··· Recorded information ···

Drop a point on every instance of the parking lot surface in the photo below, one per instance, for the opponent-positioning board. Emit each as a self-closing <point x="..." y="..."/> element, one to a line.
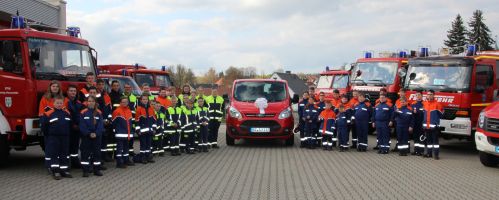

···
··· Recorded information ···

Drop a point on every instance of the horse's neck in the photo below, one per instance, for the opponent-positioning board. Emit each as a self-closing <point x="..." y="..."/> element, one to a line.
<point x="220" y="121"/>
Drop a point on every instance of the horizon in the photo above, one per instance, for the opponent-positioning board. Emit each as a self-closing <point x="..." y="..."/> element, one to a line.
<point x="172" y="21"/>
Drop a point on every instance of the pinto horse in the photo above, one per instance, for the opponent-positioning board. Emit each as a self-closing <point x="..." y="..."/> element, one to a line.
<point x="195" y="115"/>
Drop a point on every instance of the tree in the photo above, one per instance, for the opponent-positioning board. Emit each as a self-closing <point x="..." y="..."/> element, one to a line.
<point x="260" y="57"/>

···

» **Problem requirements**: Copy out every line of the records above that contains the string "horse". Matching is case-sensitive.

» **Written solution**:
Drop a point on every instance of the horse's neck in the photo below, one per instance, for the opponent-positioning board. Emit each as a self-closing <point x="..." y="..."/> element, one to a line.
Drop a point on every instance of the pinto horse in the photo above, one per instance, for the opponent-positioning board. Emit each as a self-closing <point x="..." y="..."/> element, one to a line.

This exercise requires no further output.